── Given data ──

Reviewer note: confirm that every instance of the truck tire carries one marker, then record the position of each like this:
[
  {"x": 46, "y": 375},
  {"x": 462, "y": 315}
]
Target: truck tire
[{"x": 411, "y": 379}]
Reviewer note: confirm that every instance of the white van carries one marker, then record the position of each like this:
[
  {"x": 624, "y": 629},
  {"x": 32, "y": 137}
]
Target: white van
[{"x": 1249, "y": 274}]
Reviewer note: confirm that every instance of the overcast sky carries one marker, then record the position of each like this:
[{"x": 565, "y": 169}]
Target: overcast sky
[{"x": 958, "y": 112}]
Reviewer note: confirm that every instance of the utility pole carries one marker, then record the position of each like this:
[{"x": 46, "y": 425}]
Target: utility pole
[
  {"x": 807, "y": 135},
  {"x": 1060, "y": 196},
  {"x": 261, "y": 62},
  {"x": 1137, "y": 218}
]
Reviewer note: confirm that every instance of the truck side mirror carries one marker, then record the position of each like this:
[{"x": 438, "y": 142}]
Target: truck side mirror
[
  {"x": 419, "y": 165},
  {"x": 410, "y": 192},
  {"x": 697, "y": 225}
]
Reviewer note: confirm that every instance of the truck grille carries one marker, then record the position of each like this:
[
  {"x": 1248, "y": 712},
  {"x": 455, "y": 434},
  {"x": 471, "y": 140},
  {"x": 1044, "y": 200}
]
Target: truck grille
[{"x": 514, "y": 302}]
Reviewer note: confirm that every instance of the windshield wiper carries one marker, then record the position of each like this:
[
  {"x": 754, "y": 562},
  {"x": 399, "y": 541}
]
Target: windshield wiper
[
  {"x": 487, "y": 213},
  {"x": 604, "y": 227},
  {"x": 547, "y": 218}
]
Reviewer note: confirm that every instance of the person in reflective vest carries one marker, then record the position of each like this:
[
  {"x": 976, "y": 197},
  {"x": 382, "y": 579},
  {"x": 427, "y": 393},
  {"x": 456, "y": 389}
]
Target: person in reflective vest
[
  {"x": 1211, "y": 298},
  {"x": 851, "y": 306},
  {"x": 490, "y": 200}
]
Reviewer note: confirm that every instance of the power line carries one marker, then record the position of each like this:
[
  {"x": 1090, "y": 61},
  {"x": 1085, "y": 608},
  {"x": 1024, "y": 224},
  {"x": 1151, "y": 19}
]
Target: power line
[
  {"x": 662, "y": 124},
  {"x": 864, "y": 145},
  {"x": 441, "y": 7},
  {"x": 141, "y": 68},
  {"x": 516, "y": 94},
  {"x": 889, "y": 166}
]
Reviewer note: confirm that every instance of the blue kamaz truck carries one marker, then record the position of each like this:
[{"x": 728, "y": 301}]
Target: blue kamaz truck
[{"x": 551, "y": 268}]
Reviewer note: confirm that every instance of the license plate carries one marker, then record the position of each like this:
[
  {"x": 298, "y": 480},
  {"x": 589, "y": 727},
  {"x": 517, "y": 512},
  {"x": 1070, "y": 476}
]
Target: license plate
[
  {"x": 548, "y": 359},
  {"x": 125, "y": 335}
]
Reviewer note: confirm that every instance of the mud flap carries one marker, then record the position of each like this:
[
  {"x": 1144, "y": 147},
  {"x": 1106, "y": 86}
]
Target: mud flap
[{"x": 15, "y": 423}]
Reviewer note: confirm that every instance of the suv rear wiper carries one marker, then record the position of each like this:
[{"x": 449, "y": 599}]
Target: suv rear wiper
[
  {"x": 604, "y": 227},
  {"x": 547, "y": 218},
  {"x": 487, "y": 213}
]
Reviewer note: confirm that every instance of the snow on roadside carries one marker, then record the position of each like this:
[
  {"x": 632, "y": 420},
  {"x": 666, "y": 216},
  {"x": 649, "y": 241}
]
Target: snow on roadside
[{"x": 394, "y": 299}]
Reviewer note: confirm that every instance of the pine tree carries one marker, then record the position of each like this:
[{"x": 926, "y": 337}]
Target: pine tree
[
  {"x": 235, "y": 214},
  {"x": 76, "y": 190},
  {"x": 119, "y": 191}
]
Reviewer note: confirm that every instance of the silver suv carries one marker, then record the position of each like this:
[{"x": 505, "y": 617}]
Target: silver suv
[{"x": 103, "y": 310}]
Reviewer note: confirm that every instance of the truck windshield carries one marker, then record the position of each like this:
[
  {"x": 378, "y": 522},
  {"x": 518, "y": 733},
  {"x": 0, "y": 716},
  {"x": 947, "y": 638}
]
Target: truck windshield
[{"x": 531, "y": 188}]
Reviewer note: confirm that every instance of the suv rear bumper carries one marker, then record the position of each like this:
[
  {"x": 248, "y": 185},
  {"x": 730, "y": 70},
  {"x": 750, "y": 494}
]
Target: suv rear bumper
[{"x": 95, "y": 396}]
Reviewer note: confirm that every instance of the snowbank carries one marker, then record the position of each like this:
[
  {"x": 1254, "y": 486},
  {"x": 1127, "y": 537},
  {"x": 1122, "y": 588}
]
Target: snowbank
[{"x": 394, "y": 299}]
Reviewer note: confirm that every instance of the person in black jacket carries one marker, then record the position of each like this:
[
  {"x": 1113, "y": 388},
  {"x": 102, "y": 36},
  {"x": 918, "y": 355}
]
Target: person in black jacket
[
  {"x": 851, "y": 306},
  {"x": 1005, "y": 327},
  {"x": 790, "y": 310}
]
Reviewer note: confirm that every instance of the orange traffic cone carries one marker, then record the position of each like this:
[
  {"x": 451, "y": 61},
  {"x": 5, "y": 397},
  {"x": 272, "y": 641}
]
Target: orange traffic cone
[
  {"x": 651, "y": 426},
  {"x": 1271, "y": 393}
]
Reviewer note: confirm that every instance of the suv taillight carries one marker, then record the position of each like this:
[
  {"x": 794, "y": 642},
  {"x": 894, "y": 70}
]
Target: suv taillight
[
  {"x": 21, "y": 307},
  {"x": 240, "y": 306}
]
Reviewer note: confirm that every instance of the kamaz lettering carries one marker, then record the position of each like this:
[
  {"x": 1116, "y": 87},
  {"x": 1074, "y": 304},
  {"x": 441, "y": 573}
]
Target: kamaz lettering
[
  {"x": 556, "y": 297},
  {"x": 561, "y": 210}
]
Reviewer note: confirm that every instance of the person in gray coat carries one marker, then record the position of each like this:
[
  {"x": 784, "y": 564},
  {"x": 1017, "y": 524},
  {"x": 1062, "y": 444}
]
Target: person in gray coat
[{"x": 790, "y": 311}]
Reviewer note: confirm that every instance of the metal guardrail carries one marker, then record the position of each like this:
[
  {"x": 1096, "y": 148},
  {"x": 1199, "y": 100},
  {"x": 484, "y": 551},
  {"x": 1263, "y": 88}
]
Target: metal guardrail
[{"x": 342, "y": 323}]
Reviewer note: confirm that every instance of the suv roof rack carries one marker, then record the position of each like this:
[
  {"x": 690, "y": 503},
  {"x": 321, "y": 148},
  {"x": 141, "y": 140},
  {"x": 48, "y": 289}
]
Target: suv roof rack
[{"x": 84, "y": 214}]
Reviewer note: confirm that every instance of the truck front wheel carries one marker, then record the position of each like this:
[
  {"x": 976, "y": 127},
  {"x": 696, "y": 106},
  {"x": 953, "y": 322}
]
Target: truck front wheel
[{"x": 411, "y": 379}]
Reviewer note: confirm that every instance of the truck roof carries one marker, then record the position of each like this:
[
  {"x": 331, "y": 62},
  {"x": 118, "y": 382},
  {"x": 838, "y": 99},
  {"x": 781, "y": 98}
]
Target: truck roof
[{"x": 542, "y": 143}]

───
── Given data ──

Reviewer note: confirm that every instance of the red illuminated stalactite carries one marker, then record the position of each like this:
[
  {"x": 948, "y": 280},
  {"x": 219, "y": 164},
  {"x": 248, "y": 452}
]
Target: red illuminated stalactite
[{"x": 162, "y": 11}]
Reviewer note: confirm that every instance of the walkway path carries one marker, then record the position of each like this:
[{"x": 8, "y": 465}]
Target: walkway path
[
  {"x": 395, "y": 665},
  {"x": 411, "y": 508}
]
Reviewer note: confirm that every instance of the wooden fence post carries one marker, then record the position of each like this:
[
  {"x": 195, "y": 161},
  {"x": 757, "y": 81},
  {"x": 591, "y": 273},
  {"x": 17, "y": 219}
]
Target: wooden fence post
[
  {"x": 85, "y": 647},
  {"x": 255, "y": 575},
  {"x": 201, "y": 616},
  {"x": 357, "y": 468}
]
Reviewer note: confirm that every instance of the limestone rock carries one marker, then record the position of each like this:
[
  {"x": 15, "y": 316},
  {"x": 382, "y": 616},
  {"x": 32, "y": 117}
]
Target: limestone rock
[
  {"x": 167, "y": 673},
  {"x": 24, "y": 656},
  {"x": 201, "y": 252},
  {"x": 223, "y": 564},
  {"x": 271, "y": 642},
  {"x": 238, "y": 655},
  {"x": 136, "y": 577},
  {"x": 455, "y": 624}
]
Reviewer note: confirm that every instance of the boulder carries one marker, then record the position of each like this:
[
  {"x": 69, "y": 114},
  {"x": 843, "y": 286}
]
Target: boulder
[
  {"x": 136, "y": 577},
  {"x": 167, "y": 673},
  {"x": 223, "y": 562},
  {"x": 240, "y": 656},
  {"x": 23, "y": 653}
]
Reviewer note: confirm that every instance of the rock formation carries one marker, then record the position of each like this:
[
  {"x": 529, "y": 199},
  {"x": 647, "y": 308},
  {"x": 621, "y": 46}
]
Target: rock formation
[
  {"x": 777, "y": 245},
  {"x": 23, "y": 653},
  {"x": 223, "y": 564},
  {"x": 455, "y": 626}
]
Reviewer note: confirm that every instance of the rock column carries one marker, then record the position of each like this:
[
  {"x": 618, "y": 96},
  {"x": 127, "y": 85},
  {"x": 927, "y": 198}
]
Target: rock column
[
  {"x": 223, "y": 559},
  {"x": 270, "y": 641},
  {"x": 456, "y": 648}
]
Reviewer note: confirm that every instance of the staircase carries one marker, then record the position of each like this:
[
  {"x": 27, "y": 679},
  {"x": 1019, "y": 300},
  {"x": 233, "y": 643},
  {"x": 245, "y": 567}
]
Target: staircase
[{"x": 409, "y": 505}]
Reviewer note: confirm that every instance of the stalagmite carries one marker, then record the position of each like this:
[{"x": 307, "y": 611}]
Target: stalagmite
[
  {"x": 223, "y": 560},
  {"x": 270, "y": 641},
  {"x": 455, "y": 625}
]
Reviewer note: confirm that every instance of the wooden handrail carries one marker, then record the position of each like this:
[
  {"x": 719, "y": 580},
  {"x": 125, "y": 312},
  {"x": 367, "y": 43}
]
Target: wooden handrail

───
── Given data ──

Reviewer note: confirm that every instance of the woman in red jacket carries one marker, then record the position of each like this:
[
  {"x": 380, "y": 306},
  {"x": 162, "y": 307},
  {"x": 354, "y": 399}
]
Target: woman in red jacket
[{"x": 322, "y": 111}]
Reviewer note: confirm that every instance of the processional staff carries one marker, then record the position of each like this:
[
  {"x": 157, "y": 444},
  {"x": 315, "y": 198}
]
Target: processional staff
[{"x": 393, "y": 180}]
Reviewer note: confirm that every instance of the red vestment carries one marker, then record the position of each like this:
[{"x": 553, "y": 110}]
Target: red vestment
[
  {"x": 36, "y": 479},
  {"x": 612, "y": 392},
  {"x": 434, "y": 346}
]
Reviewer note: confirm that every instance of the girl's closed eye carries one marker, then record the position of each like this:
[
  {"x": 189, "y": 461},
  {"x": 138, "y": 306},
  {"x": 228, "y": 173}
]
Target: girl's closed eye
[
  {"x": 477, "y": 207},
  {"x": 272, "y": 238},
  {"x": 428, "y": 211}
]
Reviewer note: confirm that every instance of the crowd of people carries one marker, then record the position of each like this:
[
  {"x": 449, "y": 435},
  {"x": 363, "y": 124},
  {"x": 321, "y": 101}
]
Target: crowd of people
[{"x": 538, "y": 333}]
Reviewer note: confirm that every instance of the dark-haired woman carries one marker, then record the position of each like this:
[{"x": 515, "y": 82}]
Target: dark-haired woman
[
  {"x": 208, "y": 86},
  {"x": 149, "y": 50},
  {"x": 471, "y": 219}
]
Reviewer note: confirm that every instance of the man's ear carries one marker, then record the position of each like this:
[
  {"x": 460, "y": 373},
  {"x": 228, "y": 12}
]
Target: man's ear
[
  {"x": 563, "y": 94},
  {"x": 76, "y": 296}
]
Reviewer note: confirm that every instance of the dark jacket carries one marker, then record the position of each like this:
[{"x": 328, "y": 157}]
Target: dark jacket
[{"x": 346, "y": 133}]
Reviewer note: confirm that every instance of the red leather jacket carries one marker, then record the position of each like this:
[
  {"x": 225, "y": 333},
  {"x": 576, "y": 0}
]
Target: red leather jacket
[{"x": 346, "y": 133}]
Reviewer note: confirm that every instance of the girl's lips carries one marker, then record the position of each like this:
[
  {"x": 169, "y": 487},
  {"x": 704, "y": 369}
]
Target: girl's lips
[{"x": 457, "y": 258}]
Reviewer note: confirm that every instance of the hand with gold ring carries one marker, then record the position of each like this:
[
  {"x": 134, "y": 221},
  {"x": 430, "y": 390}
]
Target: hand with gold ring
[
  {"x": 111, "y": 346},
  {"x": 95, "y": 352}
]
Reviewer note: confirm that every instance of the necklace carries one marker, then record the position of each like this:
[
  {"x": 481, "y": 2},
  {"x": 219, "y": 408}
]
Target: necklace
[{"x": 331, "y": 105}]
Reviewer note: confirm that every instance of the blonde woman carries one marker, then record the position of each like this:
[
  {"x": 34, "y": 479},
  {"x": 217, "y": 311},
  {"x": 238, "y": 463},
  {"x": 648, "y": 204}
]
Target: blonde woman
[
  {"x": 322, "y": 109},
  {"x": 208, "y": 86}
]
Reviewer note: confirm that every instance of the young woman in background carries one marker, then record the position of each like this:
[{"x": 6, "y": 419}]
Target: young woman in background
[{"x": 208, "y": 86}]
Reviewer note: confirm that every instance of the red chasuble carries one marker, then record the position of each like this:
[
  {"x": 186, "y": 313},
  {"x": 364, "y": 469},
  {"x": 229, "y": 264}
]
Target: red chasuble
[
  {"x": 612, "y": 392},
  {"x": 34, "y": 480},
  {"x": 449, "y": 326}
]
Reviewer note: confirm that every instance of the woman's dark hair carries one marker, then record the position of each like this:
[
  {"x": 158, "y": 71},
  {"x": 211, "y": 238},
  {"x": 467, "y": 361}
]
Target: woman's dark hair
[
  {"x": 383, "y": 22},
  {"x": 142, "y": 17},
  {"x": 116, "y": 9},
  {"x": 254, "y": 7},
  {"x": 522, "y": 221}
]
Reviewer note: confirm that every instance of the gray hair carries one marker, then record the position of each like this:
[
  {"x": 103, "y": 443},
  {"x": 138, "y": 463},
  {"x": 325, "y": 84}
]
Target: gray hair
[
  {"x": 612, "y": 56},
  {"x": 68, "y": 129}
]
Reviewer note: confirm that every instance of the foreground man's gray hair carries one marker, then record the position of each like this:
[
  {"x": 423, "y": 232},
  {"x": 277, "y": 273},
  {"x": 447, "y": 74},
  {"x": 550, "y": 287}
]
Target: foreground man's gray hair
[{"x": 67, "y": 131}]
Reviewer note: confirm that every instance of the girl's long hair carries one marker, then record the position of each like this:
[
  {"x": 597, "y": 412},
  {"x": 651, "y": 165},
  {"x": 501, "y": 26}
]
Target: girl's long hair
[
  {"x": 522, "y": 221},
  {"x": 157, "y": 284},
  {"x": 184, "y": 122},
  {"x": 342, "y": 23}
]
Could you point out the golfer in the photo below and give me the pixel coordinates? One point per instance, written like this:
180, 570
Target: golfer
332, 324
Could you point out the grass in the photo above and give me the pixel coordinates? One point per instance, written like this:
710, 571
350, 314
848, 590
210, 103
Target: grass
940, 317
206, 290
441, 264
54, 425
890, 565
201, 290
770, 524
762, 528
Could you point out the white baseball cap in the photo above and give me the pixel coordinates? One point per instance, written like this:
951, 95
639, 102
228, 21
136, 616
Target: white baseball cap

───

# What to work on
Beginning at the line with "Reviewer note: confirm that every instance of the truck tire" and ending at the line with "Reviewer note: confirm that every instance of the utility", reproduce each line of the data above exactly, and add no other lines.

# Solved exercise
Reviewer note: confirm that every instance of the truck tire carries one marker, then record the position of each like this:
[
  {"x": 46, "y": 375},
  {"x": 462, "y": 315}
]
Target: truck tire
[{"x": 411, "y": 379}]
Reviewer note: confirm that every instance of the white van carries one marker, then record the position of each like this:
[
  {"x": 624, "y": 629},
  {"x": 32, "y": 137}
]
Target: white van
[{"x": 1249, "y": 274}]
Reviewer note: confirm that every instance of the overcast sky carries one marker, then record the position of each like this:
[{"x": 565, "y": 169}]
Target: overcast sky
[{"x": 958, "y": 112}]
Reviewer note: confirm that every instance of the utility pole carries one marker, then record the position of each like this:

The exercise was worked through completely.